#### [Exercise brief]
Could you rewrite everything from the start of the material down to the line containing "314], [392, 321]]", replacing "pointer" with "locator" and changing nothing else? Leave the pictures out of your answer.
□ □ □ □ □ □ □
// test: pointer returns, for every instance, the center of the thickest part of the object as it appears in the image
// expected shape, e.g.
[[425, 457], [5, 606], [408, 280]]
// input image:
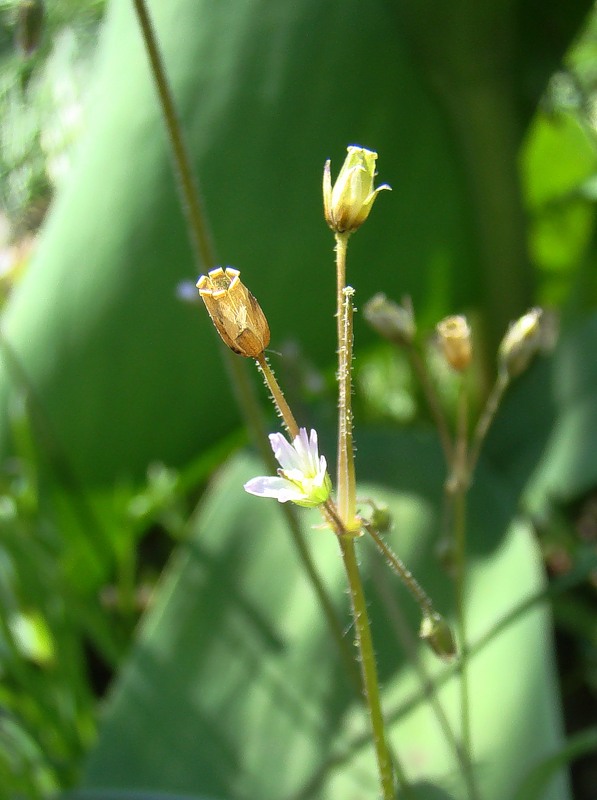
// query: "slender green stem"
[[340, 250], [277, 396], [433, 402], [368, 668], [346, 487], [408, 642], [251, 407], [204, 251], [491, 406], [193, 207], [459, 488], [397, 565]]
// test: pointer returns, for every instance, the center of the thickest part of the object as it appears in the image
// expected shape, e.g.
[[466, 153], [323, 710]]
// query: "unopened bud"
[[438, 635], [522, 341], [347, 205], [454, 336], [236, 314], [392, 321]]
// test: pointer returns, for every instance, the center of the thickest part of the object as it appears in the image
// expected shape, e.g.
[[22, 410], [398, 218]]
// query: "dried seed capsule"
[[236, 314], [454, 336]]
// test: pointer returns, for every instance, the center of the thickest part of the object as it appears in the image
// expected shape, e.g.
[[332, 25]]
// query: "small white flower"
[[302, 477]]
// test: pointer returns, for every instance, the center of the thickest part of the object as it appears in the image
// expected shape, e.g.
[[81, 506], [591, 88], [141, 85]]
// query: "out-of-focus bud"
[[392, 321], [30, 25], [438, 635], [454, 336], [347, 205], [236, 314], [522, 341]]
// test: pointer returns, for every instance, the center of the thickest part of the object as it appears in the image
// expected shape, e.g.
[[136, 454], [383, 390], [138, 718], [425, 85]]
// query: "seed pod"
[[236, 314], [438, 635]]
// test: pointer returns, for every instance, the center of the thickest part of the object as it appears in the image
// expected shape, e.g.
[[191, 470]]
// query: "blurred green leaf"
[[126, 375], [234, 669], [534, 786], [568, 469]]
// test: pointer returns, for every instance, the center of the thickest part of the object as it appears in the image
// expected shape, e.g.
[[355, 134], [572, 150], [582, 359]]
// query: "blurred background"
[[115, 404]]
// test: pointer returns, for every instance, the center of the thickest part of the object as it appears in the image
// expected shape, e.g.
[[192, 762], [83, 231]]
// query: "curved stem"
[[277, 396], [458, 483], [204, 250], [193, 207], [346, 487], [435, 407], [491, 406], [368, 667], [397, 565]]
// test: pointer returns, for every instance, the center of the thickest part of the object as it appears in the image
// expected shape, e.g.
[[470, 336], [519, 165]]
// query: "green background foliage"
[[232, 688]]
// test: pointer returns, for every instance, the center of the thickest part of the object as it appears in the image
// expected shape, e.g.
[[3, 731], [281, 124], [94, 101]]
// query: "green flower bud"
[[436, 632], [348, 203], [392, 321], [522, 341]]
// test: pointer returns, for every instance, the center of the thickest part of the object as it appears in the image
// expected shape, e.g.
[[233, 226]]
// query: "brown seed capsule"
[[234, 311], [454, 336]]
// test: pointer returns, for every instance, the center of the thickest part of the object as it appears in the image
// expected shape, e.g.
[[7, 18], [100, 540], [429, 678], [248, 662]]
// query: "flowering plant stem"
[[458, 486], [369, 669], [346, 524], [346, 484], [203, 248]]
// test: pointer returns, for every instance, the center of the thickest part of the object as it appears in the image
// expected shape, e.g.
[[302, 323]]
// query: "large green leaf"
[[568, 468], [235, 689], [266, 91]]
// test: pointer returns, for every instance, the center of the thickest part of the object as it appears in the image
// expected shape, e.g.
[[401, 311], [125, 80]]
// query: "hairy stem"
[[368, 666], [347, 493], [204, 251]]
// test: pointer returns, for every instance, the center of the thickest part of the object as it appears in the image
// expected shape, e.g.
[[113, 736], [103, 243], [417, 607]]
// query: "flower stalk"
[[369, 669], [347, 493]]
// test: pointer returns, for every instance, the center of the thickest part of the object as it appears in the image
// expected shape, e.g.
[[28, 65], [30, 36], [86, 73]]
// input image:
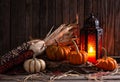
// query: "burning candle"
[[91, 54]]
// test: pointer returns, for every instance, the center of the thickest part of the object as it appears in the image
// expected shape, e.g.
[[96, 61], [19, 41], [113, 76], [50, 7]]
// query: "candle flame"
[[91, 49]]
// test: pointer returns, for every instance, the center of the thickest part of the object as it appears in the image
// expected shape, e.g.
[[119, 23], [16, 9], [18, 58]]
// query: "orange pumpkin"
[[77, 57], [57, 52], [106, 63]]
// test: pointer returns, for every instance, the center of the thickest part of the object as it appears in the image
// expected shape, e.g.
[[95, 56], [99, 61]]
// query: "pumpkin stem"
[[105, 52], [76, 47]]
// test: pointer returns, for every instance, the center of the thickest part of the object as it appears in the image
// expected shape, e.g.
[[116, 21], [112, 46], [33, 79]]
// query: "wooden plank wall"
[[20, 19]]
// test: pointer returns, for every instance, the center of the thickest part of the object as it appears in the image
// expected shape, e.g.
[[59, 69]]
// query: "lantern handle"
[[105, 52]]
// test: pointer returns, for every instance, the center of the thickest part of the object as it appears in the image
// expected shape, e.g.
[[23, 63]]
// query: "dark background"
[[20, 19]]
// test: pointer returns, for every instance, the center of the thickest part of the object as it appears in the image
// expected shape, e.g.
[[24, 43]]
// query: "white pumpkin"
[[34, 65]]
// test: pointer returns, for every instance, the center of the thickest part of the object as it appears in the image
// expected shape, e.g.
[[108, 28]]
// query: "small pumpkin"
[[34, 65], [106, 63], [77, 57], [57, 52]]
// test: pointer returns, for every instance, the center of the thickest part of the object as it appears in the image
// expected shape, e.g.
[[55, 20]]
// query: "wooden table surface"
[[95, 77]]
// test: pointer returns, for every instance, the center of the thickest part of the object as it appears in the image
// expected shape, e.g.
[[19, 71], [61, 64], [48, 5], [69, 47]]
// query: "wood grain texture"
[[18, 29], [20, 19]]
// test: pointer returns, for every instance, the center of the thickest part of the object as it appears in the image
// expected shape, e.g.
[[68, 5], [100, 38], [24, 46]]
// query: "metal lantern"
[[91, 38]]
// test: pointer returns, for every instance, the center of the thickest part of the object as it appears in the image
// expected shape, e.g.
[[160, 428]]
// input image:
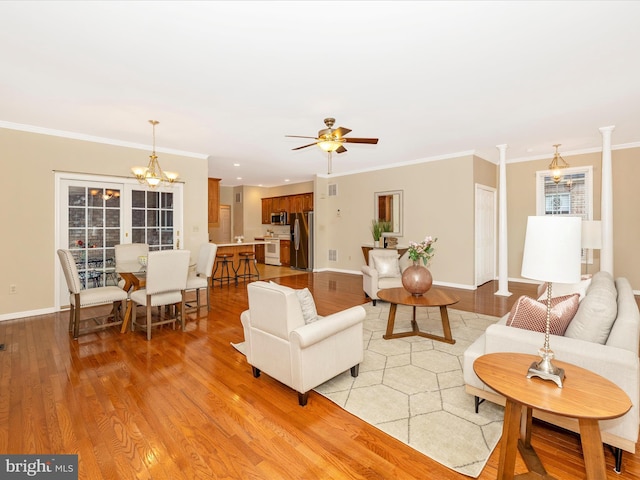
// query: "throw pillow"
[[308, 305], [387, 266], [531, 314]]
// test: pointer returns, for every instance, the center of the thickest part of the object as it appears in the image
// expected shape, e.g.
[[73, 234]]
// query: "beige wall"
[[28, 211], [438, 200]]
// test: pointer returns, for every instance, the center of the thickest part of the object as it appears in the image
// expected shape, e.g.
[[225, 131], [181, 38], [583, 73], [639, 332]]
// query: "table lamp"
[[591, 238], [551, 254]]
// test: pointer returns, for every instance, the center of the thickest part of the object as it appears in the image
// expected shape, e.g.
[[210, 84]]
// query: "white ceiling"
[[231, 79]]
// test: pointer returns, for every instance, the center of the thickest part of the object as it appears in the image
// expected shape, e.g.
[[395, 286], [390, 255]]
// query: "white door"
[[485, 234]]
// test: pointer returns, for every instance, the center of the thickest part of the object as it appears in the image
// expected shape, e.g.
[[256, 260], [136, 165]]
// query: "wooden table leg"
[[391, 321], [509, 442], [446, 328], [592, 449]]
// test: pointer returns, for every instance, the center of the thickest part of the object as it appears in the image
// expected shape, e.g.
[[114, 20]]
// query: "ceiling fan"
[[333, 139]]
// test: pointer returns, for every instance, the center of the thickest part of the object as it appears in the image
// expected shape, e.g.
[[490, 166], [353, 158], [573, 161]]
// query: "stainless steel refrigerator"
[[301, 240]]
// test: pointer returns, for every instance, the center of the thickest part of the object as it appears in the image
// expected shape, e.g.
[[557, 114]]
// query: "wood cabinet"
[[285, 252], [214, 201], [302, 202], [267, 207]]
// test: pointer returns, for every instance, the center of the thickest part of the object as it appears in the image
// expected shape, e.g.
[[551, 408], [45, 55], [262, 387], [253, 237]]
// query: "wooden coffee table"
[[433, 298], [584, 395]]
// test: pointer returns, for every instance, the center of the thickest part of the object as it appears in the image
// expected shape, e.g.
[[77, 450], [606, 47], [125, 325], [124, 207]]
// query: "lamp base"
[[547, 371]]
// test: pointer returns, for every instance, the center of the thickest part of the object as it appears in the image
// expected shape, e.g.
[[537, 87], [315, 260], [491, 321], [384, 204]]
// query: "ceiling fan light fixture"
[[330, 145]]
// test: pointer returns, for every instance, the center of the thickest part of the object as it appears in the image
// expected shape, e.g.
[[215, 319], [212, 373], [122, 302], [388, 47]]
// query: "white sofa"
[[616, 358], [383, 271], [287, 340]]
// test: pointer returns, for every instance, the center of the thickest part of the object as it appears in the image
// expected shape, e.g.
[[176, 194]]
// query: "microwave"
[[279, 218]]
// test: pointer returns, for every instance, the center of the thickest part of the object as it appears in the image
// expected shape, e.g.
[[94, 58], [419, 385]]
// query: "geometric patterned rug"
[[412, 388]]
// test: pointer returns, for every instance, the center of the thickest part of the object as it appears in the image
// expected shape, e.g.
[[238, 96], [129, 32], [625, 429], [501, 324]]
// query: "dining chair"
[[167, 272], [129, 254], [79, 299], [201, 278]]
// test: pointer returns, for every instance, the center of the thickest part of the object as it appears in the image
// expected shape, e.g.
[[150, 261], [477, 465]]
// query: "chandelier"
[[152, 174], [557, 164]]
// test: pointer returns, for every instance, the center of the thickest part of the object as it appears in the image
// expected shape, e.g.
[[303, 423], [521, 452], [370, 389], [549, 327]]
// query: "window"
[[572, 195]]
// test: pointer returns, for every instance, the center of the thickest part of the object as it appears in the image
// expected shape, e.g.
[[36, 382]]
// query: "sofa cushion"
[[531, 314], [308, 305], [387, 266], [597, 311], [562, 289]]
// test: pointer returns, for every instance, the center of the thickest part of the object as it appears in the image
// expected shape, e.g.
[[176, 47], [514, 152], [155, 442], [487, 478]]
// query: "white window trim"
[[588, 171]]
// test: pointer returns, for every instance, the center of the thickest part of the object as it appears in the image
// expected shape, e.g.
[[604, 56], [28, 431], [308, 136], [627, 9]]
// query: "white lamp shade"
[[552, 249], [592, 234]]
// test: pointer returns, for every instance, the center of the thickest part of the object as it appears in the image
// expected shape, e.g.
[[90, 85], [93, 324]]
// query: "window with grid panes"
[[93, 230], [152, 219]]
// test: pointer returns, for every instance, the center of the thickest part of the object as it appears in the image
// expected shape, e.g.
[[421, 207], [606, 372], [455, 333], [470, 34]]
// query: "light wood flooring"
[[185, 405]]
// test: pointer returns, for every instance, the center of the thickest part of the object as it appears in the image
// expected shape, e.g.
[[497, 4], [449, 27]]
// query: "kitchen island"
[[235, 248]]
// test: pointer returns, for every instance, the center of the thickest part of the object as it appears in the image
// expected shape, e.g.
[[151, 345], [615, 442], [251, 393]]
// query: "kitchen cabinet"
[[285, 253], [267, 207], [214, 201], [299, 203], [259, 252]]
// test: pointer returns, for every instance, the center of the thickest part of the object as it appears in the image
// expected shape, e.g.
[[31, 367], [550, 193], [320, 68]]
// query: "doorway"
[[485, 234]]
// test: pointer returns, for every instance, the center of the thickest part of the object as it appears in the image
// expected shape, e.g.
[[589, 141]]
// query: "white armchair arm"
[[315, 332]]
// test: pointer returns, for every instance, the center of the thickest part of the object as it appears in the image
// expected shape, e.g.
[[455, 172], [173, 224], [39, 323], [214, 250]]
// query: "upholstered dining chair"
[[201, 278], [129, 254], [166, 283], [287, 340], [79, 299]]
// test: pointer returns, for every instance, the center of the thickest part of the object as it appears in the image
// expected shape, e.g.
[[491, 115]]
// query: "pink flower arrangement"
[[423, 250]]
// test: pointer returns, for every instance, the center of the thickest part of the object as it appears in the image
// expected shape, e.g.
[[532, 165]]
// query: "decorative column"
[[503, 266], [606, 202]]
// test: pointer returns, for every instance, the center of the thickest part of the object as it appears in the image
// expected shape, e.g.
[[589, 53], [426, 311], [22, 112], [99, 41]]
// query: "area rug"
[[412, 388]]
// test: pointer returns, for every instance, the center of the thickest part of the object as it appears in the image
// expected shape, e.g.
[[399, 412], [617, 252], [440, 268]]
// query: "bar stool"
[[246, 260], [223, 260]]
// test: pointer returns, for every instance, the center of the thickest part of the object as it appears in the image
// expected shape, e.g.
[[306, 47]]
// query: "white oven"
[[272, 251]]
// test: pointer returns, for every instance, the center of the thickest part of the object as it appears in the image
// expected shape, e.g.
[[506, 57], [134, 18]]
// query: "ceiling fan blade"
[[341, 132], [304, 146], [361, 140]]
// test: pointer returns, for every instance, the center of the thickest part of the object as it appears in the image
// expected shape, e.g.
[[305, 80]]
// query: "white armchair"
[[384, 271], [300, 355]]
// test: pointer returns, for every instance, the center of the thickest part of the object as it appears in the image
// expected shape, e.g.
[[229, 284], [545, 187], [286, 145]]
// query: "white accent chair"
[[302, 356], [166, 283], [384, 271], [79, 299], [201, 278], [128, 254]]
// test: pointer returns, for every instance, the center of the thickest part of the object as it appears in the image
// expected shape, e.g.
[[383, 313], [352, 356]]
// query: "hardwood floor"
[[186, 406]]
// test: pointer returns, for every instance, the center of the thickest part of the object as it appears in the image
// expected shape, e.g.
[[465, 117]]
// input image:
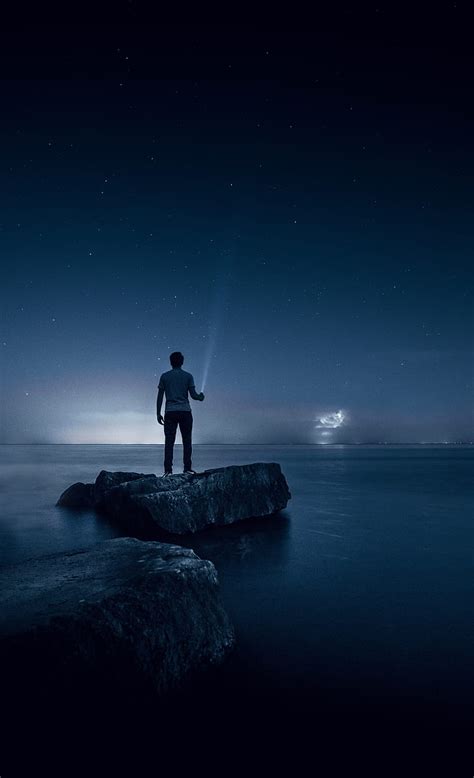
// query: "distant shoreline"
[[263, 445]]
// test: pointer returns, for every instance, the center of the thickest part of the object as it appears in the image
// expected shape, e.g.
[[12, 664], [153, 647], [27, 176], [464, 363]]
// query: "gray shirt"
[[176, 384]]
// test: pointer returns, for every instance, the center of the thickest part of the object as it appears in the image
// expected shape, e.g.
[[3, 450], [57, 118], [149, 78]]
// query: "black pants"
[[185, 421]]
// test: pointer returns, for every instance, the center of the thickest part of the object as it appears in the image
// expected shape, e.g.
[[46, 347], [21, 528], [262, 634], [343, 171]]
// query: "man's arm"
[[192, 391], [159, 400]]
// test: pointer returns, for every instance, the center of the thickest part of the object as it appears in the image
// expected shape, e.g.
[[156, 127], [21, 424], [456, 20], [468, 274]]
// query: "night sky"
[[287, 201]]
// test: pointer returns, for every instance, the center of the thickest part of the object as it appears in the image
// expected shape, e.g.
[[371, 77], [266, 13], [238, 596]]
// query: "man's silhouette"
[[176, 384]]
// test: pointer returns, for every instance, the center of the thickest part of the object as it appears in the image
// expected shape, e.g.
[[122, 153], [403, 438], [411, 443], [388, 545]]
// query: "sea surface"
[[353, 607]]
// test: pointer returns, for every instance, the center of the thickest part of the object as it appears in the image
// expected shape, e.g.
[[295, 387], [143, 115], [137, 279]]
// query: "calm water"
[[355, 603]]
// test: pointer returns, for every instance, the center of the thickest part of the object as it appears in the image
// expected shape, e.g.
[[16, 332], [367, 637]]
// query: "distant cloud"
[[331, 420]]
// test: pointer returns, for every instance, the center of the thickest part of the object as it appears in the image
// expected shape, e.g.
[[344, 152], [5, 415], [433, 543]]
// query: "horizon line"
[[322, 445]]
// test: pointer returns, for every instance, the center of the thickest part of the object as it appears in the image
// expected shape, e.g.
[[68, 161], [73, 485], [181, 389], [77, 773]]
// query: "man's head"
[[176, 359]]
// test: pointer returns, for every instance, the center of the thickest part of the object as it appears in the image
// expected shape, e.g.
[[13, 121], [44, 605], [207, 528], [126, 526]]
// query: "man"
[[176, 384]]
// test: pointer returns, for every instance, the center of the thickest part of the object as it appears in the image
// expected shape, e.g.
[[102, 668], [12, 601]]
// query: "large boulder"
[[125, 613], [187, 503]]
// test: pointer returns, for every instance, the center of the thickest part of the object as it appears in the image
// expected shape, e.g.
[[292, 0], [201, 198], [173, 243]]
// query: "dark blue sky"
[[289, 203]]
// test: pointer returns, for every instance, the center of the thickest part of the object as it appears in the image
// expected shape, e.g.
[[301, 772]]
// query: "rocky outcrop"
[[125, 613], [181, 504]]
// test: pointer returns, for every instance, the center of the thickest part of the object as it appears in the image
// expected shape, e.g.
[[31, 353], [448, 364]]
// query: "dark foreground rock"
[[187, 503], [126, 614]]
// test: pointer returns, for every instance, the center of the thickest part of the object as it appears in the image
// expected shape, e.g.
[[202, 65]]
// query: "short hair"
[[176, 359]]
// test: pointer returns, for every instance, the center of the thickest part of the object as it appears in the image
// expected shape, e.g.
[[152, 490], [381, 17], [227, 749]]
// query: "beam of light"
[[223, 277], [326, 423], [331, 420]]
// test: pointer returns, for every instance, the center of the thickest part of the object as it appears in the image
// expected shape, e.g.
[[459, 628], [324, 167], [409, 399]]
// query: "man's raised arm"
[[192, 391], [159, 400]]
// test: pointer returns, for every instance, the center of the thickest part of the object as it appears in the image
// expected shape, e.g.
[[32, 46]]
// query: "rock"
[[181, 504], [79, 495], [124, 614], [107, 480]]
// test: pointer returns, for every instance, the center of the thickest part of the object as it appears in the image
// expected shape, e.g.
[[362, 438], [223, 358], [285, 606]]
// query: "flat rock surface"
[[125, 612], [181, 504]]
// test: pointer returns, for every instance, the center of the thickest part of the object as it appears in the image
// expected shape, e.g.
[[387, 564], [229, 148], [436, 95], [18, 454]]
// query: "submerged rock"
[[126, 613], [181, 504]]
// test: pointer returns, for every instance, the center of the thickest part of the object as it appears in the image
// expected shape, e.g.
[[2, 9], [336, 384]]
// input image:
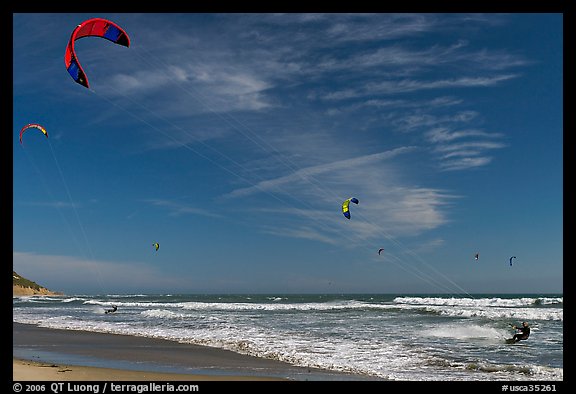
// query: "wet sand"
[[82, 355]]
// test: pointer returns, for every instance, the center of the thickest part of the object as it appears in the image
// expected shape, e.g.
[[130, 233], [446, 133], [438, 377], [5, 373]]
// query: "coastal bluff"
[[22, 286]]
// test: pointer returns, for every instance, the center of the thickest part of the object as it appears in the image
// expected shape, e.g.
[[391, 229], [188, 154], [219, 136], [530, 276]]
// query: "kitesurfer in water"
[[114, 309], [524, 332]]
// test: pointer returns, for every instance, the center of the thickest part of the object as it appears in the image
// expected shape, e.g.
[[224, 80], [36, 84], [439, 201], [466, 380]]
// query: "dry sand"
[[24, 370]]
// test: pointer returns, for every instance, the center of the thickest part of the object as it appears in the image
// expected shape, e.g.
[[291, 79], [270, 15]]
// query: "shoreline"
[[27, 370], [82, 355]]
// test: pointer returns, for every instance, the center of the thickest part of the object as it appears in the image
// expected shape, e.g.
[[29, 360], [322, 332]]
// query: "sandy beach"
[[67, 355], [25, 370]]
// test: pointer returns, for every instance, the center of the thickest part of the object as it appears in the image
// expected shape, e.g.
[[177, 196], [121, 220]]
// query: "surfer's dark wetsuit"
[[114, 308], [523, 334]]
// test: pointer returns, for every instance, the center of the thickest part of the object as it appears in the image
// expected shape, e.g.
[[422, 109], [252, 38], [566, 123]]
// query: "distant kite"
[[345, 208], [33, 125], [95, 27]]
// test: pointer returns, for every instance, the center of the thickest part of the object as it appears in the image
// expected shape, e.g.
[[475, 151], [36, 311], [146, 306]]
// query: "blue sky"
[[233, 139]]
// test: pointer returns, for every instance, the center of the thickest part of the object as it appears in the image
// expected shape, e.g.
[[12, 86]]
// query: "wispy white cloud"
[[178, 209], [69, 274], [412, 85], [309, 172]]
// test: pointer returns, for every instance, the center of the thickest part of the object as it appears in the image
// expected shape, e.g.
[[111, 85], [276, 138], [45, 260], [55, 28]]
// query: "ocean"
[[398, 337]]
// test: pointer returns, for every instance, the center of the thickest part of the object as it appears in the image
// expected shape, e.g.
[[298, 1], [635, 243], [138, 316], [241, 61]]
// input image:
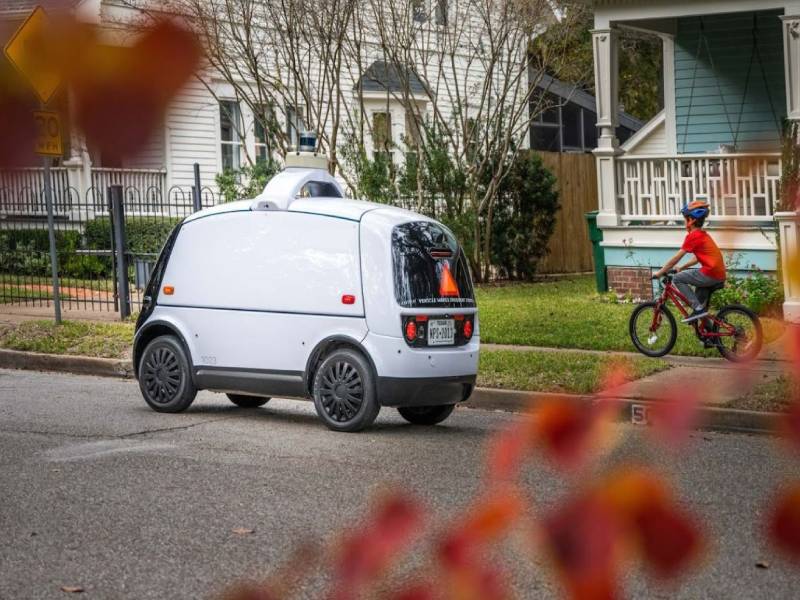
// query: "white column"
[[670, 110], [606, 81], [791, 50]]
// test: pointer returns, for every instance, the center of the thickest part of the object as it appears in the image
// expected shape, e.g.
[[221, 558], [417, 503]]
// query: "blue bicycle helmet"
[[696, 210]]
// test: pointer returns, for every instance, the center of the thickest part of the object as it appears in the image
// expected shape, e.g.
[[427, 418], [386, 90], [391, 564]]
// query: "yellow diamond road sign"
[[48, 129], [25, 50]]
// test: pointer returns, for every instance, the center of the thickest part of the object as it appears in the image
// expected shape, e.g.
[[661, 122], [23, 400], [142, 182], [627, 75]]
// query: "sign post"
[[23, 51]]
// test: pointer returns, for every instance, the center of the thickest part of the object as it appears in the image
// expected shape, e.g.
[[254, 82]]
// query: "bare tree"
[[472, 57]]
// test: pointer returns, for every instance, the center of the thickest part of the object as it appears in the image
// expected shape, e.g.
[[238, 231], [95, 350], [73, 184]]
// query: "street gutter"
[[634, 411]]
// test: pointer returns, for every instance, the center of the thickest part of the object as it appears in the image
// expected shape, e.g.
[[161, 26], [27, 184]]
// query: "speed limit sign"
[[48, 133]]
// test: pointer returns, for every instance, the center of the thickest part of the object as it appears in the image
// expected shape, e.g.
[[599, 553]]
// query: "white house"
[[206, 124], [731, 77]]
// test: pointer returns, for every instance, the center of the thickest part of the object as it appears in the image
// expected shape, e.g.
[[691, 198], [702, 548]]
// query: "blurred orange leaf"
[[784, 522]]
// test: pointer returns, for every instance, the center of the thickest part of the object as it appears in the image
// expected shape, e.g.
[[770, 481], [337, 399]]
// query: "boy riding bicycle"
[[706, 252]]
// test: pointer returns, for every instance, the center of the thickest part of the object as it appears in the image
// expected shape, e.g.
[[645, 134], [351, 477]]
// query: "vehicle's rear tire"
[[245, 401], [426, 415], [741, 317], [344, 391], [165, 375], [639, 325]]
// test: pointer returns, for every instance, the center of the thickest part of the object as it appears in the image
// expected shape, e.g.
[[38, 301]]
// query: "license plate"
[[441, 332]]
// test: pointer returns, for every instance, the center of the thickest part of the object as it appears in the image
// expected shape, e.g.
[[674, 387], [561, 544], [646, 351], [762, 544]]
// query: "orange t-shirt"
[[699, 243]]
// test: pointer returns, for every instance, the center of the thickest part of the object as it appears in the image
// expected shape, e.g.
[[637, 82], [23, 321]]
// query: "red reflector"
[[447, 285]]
□ □ □ □ □ □ □
#### [Output of the task]
// test: locator returns, for every instance, the center of the thickest part of the object as it appears in the image
// expected shape, e.g.
[[425, 457], [5, 606], [408, 280]]
// input image:
// query: "slender green stem"
[[340, 250], [277, 396], [433, 402], [368, 668], [346, 487], [408, 642], [251, 407], [204, 251], [491, 406], [193, 207], [459, 488], [397, 565]]
// test: locator returns, for every instance, the center of the thickest part of the object as it appears in the image
// expected shape, e.g.
[[466, 153], [323, 710]]
// query: "unopened bud"
[[438, 635], [522, 341], [347, 205], [454, 336], [236, 314], [392, 321]]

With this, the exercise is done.